─── DATASET EXCERPTS
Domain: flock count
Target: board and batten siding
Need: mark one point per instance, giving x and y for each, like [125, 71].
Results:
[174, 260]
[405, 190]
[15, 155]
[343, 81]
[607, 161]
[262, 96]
──────
OBJECTIVE: Tally the lines in the data above that contain the string "Need". Give only the resulting number.

SOLUTION: 1